I read an interesting discussion on Twitter recently. It was exploring how there is a difference in the relationship between student and teacher in primary schools and secondary schools. You can imagine where the discussion went. To be honest, it is far harder to build relationships in secondary schools when you see a student for one or two hours a week. Yes, you can have a personalised individual handshake for when they enter a room for that one hour a day, but you’ll not have much of a connection with the student. It is not impossible, but just very hard. You could spend a whole lesson asking students about they football team, band or pet, but in that time you have not covered a jot of your curriculum. Time is not a commodity that secondary schools have. Relationship building happens in the cracks and in the tiny micro connections in the term, but they are not the thrust of what we do. The relationship builds over time.
The first few lessons of the new academic year are problematic for me. For a start, they never laugh when I crack a joke in the first lesson. It will always be something witty, so the quality of the joke is not the problem, I can assure you. They often don’t laugh, because they don’t know if they can or not. Am I with a teacher who likes to laugh? They are in that strange phase of not knowing what they can and cannot do. Every teacher starting a new school knows this. Let’s just call it Term 1. A heightened state of awareness. Rabbit caught in the headlights. You don’t know what to do for fear of getting it wrong. That’s often the first lesson for students. And, that’s why they don’t laugh at my jokes.
Over the years, I have done and seen numerous approaches to the first few lessons. The trad way: list the rules of a lesson and get students to write the rules in the front of their books so it hangs around their neck like and albatross. The prog way: get the students to decide on what the rules should be and get them to write them down in their book so they can feel they own them. Or, the plain bribery: give all students a chocolate bar or cake. They haven’t worked. And, they often mean you have to placate students with promises of more chocolate or cake.

Saved entries
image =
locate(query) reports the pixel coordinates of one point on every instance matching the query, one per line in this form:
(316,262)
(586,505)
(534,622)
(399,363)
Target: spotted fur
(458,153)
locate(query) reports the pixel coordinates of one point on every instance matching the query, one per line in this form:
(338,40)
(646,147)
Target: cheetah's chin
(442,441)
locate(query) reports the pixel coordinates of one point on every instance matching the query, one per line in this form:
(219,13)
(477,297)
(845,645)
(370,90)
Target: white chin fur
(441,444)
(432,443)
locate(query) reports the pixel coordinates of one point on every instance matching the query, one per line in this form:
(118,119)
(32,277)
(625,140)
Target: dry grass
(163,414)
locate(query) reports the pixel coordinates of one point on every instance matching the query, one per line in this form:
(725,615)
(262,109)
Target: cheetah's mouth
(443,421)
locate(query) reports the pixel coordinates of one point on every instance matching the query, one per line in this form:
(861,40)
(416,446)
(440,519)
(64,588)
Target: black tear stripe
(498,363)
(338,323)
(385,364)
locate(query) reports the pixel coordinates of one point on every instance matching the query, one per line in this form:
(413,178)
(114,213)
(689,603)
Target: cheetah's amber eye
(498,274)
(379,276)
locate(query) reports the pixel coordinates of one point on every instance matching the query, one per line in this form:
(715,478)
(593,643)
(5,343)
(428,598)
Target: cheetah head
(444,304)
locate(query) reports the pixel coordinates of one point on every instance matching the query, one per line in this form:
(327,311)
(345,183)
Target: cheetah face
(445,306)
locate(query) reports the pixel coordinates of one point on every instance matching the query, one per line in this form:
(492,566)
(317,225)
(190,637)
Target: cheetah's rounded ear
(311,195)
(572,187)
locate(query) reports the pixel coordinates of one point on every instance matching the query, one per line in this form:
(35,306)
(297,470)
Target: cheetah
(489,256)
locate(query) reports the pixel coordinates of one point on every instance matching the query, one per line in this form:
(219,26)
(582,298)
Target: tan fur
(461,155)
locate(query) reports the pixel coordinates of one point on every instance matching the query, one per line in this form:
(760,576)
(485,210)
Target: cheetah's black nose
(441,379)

**Assigned task 1**
Print the part of the passage on teacher relationships starting at "The first few lessons of" and ending at "at my jokes.".
**Assigned task 2**
Summarize the passage on teacher relationships in two sentences.

**Written solution 1**
The first few lessons of the new academic year are problematic for me. For a start, they never laugh when I crack a joke in the first lesson. It will always be something witty, so the quality of the joke is not the problem, I can assure you. They often don’t laugh, because they don’t know if they can or not. Am I with a teacher who likes to laugh? They are in that strange phase of not knowing what they can and cannot do. Every teacher starting a new school knows this. Let’s just call it Term 1. A heightened state of awareness. Rabbit caught in the headlights. You don’t know what to do for fear of getting it wrong. That’s often the first lesson for students. And, that’s why they don’t laugh at my jokes.

**Written solution 2**
Building relationships with students is far harder in secondary schools, where a teacher sees a student for only one or two hours a week and has no time to spare from the curriculum, so the relationship builds over time. In the first lessons of a year students often do not laugh at jokes because they do not know what they can and cannot do, and the approaches the writer has used and seen for those lessons (listing rules, having students decide the rules, or bribery with chocolate or cake) have not worked.